● STATED GOAL
Print the lines below exactly, starting at the line that contains "Where can the perforated" and ending at the line that contains "point(273, 66)", with both of those lines included. Omit the pictures from your answer.

● DATA TO PROCESS
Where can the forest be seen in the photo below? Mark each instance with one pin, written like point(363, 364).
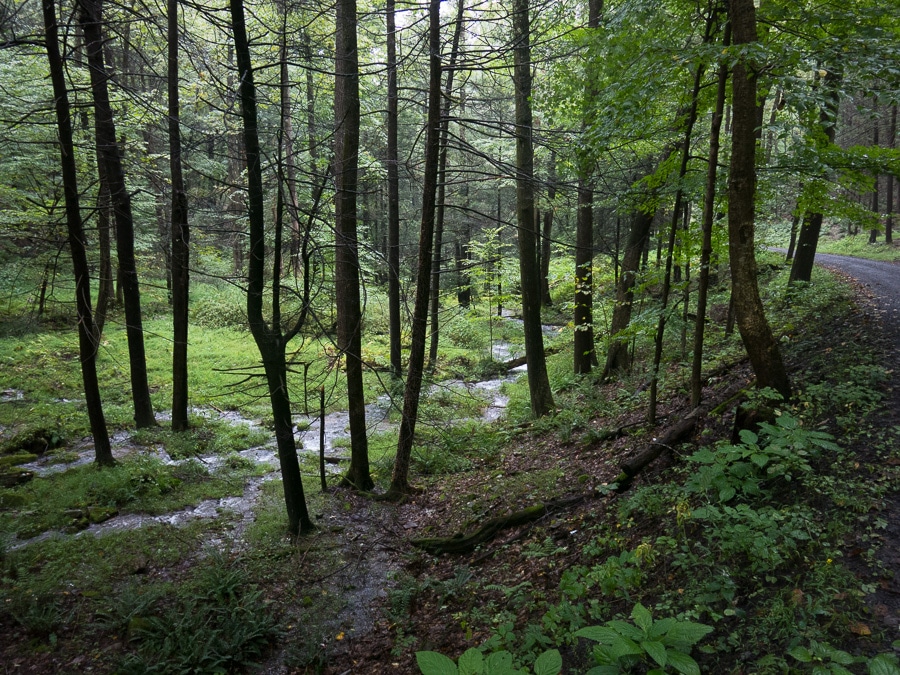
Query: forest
point(464, 337)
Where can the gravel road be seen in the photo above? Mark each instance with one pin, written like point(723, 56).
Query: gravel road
point(881, 281)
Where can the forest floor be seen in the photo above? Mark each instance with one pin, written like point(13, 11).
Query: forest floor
point(360, 597)
point(437, 596)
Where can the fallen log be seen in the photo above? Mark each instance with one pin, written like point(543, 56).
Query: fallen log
point(466, 543)
point(675, 434)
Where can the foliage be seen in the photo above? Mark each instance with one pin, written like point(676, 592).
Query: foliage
point(472, 662)
point(665, 642)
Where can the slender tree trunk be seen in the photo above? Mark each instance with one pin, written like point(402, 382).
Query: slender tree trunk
point(546, 236)
point(180, 238)
point(106, 292)
point(584, 294)
point(708, 217)
point(87, 334)
point(347, 296)
point(270, 342)
point(583, 319)
point(400, 487)
point(892, 143)
point(761, 346)
point(673, 228)
point(442, 190)
point(529, 274)
point(90, 16)
point(618, 357)
point(876, 202)
point(393, 255)
point(811, 224)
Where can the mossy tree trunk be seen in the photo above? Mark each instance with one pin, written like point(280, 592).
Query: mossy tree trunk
point(87, 333)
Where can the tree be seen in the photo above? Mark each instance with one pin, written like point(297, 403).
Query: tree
point(529, 268)
point(269, 339)
point(584, 245)
point(442, 188)
point(88, 336)
point(765, 356)
point(180, 236)
point(709, 205)
point(347, 298)
point(400, 487)
point(393, 189)
point(91, 19)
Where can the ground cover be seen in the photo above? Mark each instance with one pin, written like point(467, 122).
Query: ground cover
point(771, 541)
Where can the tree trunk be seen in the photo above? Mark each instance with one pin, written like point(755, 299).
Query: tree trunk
point(892, 143)
point(393, 254)
point(583, 319)
point(546, 236)
point(811, 225)
point(180, 238)
point(400, 487)
point(583, 347)
point(529, 274)
point(709, 205)
point(90, 17)
point(876, 202)
point(87, 335)
point(347, 297)
point(618, 358)
point(269, 341)
point(442, 190)
point(673, 227)
point(765, 356)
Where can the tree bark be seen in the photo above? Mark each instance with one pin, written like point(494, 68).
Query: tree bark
point(180, 238)
point(892, 143)
point(91, 18)
point(618, 359)
point(876, 202)
point(811, 225)
point(761, 346)
point(393, 162)
point(442, 191)
point(87, 334)
point(583, 347)
point(400, 487)
point(269, 340)
point(529, 273)
point(583, 319)
point(708, 217)
point(673, 226)
point(547, 234)
point(347, 296)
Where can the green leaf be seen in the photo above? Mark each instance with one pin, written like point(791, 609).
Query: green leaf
point(642, 617)
point(625, 629)
point(661, 627)
point(656, 650)
point(683, 663)
point(548, 663)
point(598, 634)
point(884, 664)
point(499, 663)
point(759, 459)
point(433, 663)
point(801, 653)
point(686, 633)
point(471, 663)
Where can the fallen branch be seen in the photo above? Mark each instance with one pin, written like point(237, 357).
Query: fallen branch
point(675, 434)
point(465, 543)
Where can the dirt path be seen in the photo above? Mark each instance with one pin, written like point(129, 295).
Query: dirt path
point(880, 289)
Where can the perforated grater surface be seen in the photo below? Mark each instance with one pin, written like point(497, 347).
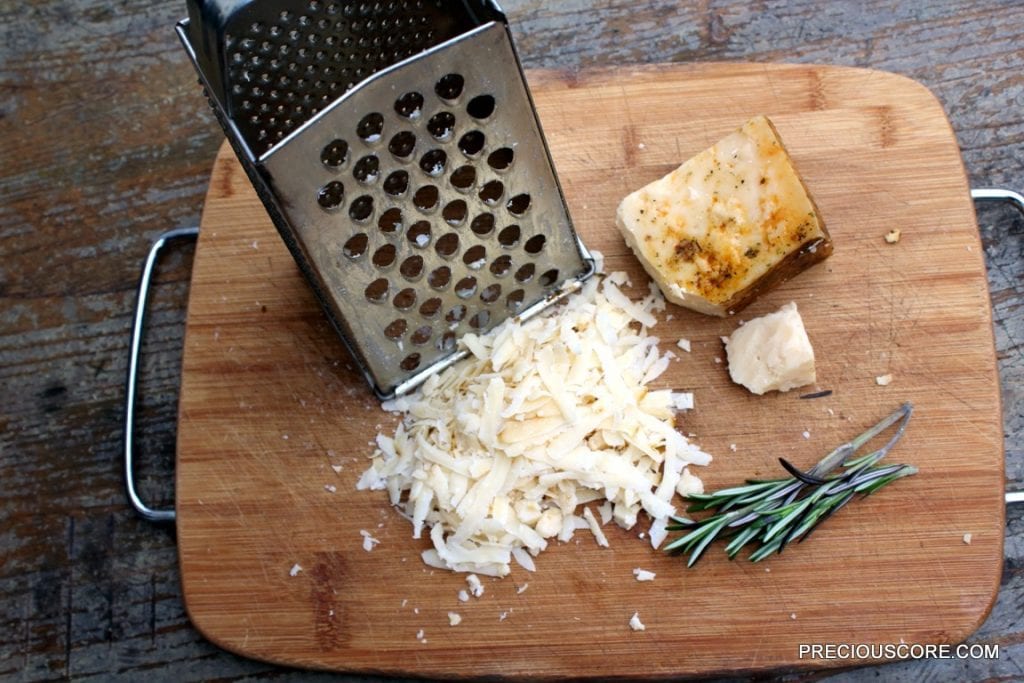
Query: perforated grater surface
point(396, 148)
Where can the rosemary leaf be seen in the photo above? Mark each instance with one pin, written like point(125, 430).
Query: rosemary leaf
point(771, 513)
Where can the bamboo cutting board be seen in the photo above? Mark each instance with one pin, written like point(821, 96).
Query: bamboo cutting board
point(270, 401)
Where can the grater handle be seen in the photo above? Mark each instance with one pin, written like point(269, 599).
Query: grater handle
point(144, 511)
point(1017, 201)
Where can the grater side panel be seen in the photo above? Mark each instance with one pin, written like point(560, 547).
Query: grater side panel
point(428, 205)
point(273, 66)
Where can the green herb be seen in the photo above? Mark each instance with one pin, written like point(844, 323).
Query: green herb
point(770, 514)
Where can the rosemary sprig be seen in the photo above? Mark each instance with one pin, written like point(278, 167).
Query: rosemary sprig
point(770, 514)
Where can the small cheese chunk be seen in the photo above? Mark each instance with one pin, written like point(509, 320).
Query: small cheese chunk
point(771, 352)
point(636, 624)
point(726, 225)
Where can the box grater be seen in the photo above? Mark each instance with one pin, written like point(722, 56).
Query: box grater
point(396, 148)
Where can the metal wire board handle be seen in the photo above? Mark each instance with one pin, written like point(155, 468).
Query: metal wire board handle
point(131, 384)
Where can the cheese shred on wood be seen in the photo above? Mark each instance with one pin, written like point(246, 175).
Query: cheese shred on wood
point(496, 455)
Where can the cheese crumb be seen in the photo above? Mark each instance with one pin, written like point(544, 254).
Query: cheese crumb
point(643, 574)
point(771, 352)
point(368, 540)
point(595, 528)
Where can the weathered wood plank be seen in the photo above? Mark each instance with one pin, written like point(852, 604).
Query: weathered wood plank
point(107, 142)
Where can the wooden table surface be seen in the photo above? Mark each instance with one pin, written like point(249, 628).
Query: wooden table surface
point(107, 142)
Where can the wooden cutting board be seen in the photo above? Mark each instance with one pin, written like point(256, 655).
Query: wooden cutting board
point(270, 401)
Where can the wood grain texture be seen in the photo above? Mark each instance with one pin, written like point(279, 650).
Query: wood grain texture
point(108, 142)
point(269, 401)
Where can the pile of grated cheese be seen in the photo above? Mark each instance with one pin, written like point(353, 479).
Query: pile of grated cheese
point(496, 454)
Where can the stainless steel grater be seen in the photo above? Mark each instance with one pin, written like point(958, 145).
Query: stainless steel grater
point(397, 151)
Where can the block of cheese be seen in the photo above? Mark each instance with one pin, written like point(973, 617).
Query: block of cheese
point(771, 352)
point(726, 225)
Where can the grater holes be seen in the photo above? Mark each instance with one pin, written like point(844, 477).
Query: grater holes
point(396, 183)
point(514, 300)
point(371, 128)
point(480, 321)
point(482, 224)
point(390, 221)
point(404, 299)
point(509, 237)
point(367, 170)
point(409, 105)
point(430, 307)
point(439, 278)
point(492, 191)
point(433, 162)
point(412, 267)
point(384, 257)
point(491, 293)
point(466, 287)
point(471, 143)
point(464, 177)
point(446, 342)
point(335, 154)
point(441, 125)
point(457, 314)
point(426, 198)
point(535, 244)
point(377, 291)
point(450, 87)
point(480, 107)
point(448, 245)
point(419, 235)
point(361, 208)
point(501, 266)
point(395, 329)
point(331, 196)
point(502, 159)
point(422, 335)
point(518, 205)
point(355, 246)
point(475, 257)
point(549, 278)
point(455, 212)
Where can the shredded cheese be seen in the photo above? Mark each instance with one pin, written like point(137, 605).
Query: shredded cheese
point(495, 455)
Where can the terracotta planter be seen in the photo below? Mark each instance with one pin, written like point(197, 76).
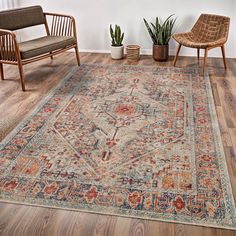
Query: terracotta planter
point(160, 52)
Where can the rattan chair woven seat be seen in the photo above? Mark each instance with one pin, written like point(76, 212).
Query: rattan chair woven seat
point(210, 31)
point(193, 41)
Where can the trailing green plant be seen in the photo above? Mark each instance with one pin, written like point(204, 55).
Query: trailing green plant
point(116, 36)
point(161, 33)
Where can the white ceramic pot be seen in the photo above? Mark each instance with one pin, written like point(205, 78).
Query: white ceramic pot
point(117, 52)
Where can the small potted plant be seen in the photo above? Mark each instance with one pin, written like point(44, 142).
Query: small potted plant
point(161, 35)
point(117, 48)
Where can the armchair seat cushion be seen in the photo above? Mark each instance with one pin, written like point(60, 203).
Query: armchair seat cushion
point(46, 44)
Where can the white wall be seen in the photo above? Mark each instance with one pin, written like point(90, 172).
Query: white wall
point(94, 16)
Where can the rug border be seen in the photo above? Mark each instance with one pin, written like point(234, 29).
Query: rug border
point(215, 127)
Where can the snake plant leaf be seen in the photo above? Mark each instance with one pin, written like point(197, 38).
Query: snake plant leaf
point(160, 33)
point(116, 36)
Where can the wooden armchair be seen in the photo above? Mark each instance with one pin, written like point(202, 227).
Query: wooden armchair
point(210, 31)
point(60, 36)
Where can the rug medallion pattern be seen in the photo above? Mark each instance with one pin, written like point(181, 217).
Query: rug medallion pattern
point(124, 140)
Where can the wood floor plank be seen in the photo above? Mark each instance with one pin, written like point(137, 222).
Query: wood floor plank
point(41, 77)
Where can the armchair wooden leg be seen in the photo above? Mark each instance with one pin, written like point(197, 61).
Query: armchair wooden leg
point(77, 55)
point(21, 72)
point(205, 61)
point(51, 56)
point(1, 71)
point(177, 54)
point(223, 54)
point(198, 54)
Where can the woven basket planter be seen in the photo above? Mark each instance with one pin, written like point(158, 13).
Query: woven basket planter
point(133, 52)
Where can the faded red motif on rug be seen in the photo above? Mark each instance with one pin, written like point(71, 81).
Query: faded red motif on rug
point(133, 141)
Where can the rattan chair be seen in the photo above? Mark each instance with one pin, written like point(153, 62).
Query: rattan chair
point(60, 37)
point(210, 31)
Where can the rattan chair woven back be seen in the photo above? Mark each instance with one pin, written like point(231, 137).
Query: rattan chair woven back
point(210, 31)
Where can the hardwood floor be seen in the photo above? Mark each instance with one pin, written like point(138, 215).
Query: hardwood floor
point(20, 220)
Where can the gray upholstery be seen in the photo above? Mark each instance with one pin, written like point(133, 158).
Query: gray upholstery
point(21, 18)
point(44, 45)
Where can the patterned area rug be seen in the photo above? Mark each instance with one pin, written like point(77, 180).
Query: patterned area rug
point(133, 141)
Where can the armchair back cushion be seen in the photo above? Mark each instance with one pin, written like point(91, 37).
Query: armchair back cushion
point(21, 18)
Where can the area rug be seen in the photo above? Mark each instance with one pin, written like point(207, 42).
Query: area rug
point(132, 141)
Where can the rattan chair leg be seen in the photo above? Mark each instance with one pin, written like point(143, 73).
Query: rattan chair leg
point(223, 54)
point(77, 55)
point(205, 61)
point(1, 71)
point(177, 54)
point(21, 72)
point(198, 54)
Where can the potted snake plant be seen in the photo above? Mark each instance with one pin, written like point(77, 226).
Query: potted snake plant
point(160, 34)
point(117, 48)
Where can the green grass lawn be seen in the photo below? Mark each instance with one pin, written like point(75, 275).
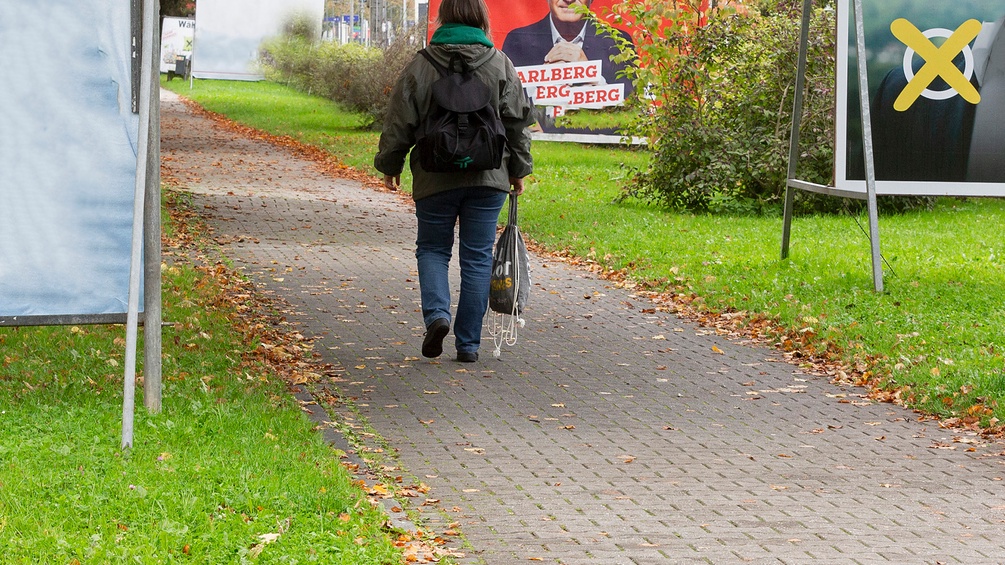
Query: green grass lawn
point(935, 336)
point(231, 471)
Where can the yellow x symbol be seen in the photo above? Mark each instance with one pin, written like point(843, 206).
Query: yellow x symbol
point(938, 61)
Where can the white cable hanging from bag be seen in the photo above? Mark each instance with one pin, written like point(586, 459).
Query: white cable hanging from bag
point(511, 283)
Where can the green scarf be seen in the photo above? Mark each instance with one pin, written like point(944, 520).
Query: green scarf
point(458, 33)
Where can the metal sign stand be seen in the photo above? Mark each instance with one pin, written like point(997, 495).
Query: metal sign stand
point(870, 180)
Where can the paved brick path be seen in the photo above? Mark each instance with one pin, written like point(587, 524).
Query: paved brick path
point(609, 434)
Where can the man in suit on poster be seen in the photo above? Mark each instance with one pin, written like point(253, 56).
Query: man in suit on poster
point(946, 138)
point(565, 34)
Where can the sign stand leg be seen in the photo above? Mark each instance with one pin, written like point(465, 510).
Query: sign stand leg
point(797, 113)
point(870, 175)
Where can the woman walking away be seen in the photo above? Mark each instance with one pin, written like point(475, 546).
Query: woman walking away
point(469, 200)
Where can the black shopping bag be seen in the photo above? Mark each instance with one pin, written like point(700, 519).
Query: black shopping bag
point(511, 279)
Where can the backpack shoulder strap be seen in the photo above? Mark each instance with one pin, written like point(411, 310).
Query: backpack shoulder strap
point(439, 67)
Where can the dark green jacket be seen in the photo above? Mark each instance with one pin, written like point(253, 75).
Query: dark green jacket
point(410, 101)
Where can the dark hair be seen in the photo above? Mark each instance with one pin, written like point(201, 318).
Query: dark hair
point(467, 12)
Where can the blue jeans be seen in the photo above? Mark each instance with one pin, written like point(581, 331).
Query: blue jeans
point(476, 209)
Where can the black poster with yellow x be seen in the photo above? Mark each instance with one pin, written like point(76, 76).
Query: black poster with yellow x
point(937, 97)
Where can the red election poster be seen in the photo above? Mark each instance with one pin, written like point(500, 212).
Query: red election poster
point(563, 60)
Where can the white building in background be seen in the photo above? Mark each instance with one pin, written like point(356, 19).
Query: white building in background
point(229, 32)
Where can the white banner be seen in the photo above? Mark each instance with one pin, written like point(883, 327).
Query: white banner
point(67, 157)
point(177, 35)
point(229, 33)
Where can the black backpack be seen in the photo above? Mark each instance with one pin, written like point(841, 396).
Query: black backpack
point(462, 132)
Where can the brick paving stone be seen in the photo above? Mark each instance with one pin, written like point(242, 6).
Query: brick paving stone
point(609, 433)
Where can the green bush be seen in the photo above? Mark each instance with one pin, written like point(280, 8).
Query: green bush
point(354, 75)
point(719, 105)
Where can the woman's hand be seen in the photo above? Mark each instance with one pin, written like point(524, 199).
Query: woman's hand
point(518, 185)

● WRITTEN REPLY
Where can the perforated grater surface be seen in the photo below? Mark each instance with one pin, written like point(497, 347).
Query: perforated grater surface
point(396, 148)
Where can the rosemary leaf be seen in the photo above? Mark each instance with one pin, written like point(125, 430).
Query: rosemary leaf
point(771, 513)
Where can the bamboo cutting board be seen in the photo above? Mark each instance with one pin, written like point(821, 96).
Query: bamboo cutting board
point(270, 401)
Where can the grater handle be seen in the photo above? Mark each instance with one pin, written like point(269, 599).
Query: grater handle
point(144, 511)
point(1017, 201)
Where can the grater side panel be seen in the photo above? Mark each instance with one pin, written like point(560, 547).
Query: grater side panel
point(428, 205)
point(273, 66)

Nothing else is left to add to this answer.